_What needs to be done_. Output every one of the following entries verbatim, reproducing each line unchanged and in the same order.

_Record extracts_.
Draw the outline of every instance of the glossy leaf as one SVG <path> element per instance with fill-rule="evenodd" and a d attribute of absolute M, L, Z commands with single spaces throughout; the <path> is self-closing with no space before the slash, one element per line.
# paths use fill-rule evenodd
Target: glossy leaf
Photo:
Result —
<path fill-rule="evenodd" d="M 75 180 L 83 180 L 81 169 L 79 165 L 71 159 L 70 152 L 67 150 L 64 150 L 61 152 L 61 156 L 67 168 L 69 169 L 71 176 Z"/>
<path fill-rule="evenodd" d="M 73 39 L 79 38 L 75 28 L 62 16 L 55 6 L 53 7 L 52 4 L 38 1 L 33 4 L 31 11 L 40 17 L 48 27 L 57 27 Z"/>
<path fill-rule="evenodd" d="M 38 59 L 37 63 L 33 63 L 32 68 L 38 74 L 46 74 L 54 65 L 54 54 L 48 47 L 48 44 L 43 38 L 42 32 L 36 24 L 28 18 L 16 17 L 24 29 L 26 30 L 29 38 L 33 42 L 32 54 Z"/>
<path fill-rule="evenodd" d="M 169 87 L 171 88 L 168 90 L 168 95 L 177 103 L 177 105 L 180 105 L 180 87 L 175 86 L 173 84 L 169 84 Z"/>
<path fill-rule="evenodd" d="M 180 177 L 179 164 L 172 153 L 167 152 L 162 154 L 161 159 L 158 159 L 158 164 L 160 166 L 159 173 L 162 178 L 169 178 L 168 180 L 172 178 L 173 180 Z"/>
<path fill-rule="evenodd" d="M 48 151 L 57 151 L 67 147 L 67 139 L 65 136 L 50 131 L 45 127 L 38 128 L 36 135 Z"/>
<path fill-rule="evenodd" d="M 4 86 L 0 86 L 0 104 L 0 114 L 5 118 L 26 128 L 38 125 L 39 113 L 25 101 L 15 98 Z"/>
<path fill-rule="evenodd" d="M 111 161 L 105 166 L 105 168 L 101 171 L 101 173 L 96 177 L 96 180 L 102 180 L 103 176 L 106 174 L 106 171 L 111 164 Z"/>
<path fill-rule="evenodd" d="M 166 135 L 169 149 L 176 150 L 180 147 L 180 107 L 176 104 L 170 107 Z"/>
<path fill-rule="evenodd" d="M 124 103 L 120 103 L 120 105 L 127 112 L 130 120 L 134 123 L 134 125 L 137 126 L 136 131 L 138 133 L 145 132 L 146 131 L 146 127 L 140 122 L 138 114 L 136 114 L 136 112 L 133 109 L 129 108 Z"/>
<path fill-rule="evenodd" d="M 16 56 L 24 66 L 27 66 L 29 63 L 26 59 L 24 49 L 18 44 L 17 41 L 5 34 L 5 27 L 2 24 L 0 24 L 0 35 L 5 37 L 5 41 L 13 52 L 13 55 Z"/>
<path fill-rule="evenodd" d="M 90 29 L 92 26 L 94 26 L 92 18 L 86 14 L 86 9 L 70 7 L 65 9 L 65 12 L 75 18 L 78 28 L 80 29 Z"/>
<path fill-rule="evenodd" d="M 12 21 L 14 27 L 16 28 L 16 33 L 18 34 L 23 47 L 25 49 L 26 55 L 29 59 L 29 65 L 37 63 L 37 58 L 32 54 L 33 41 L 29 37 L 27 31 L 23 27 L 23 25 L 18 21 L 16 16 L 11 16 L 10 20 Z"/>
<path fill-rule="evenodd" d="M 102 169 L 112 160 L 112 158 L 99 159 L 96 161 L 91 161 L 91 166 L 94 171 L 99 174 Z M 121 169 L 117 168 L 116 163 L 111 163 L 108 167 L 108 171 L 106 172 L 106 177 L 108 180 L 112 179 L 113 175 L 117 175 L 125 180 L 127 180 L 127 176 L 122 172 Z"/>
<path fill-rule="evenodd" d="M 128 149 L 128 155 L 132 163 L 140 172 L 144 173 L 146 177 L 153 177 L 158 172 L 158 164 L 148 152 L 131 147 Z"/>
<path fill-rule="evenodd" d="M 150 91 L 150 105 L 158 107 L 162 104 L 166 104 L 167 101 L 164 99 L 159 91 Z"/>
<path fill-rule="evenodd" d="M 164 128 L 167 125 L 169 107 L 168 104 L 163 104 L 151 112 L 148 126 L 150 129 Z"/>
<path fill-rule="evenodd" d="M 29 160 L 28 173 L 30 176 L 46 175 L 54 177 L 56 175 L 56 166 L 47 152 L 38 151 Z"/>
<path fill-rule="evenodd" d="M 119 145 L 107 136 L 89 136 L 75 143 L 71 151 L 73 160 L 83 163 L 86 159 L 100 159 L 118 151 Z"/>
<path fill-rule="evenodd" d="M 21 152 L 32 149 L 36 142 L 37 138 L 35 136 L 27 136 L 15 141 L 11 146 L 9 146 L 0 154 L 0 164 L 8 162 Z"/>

_Finished task_.
Draw the outline of every instance of the glossy leaf as one SVG <path> element per instance with fill-rule="evenodd" and a d attribute of absolute M, L, Z commands with single spaces throughout; the <path> is self-closing with no space before the slash, one element per line.
# paths use fill-rule evenodd
Target: glossy leaf
Photo:
Result —
<path fill-rule="evenodd" d="M 75 180 L 83 180 L 81 169 L 79 165 L 71 159 L 70 152 L 67 150 L 64 150 L 61 152 L 61 156 L 67 168 L 69 169 L 71 176 Z"/>
<path fill-rule="evenodd" d="M 73 39 L 79 38 L 75 28 L 62 16 L 55 6 L 53 7 L 52 4 L 38 1 L 33 4 L 31 11 L 40 17 L 48 27 L 57 27 Z"/>
<path fill-rule="evenodd" d="M 38 59 L 37 63 L 33 63 L 32 68 L 38 74 L 46 74 L 54 65 L 54 54 L 48 47 L 48 44 L 43 38 L 42 32 L 36 24 L 28 18 L 16 17 L 24 29 L 26 30 L 29 38 L 33 42 L 32 54 Z"/>
<path fill-rule="evenodd" d="M 169 87 L 171 88 L 168 90 L 168 95 L 177 103 L 177 105 L 180 105 L 180 87 L 175 86 L 173 84 L 169 84 Z"/>
<path fill-rule="evenodd" d="M 180 177 L 179 164 L 172 153 L 167 152 L 162 154 L 161 159 L 158 159 L 158 164 L 160 166 L 159 173 L 162 178 L 169 178 L 168 180 L 172 178 L 173 180 Z"/>
<path fill-rule="evenodd" d="M 48 151 L 57 151 L 67 147 L 67 139 L 65 136 L 50 131 L 45 127 L 38 128 L 36 135 Z"/>
<path fill-rule="evenodd" d="M 4 86 L 0 86 L 0 104 L 0 114 L 5 118 L 26 128 L 38 125 L 39 113 L 25 101 L 15 98 Z"/>
<path fill-rule="evenodd" d="M 111 161 L 105 166 L 105 168 L 101 171 L 101 173 L 96 177 L 96 180 L 102 180 L 103 176 L 106 174 L 106 171 L 111 164 Z"/>
<path fill-rule="evenodd" d="M 166 135 L 169 149 L 176 150 L 180 147 L 180 107 L 176 104 L 170 107 Z"/>
<path fill-rule="evenodd" d="M 124 103 L 120 103 L 120 105 L 127 112 L 130 120 L 134 123 L 134 125 L 137 126 L 136 131 L 138 133 L 145 132 L 146 131 L 146 127 L 140 122 L 138 114 L 136 114 L 136 112 L 133 109 L 129 108 Z"/>
<path fill-rule="evenodd" d="M 16 56 L 24 66 L 27 66 L 29 63 L 26 59 L 24 49 L 18 44 L 17 41 L 5 34 L 5 27 L 2 24 L 0 24 L 0 35 L 5 37 L 5 41 L 13 52 L 13 55 Z"/>
<path fill-rule="evenodd" d="M 90 29 L 92 26 L 94 26 L 92 18 L 86 14 L 86 9 L 70 7 L 65 9 L 65 12 L 75 18 L 78 28 L 80 29 Z"/>
<path fill-rule="evenodd" d="M 12 21 L 14 27 L 16 28 L 16 33 L 18 34 L 23 47 L 25 49 L 26 55 L 29 59 L 29 65 L 37 63 L 37 58 L 32 54 L 33 41 L 29 37 L 27 31 L 23 27 L 23 25 L 18 21 L 16 16 L 11 16 L 10 20 Z"/>
<path fill-rule="evenodd" d="M 102 169 L 112 160 L 112 158 L 99 159 L 96 161 L 91 161 L 91 166 L 94 171 L 99 174 Z M 121 169 L 117 168 L 116 163 L 111 163 L 108 167 L 108 171 L 106 172 L 106 177 L 108 180 L 112 179 L 113 175 L 117 175 L 125 180 L 127 180 L 127 176 L 122 172 Z"/>
<path fill-rule="evenodd" d="M 128 149 L 128 155 L 132 163 L 140 172 L 144 173 L 146 177 L 153 177 L 158 172 L 158 164 L 148 152 L 131 147 Z"/>
<path fill-rule="evenodd" d="M 150 91 L 150 105 L 158 107 L 162 104 L 166 104 L 167 101 L 164 99 L 159 91 Z"/>
<path fill-rule="evenodd" d="M 164 128 L 167 125 L 169 107 L 168 104 L 163 104 L 151 112 L 148 126 L 150 129 Z"/>
<path fill-rule="evenodd" d="M 29 160 L 28 173 L 30 176 L 46 175 L 54 177 L 56 175 L 56 166 L 47 152 L 38 151 Z"/>
<path fill-rule="evenodd" d="M 119 145 L 107 136 L 89 136 L 75 143 L 71 151 L 73 160 L 83 163 L 86 159 L 100 159 L 118 151 Z"/>
<path fill-rule="evenodd" d="M 21 152 L 32 149 L 36 142 L 37 138 L 35 136 L 27 136 L 15 141 L 11 146 L 9 146 L 0 154 L 0 164 L 8 162 Z"/>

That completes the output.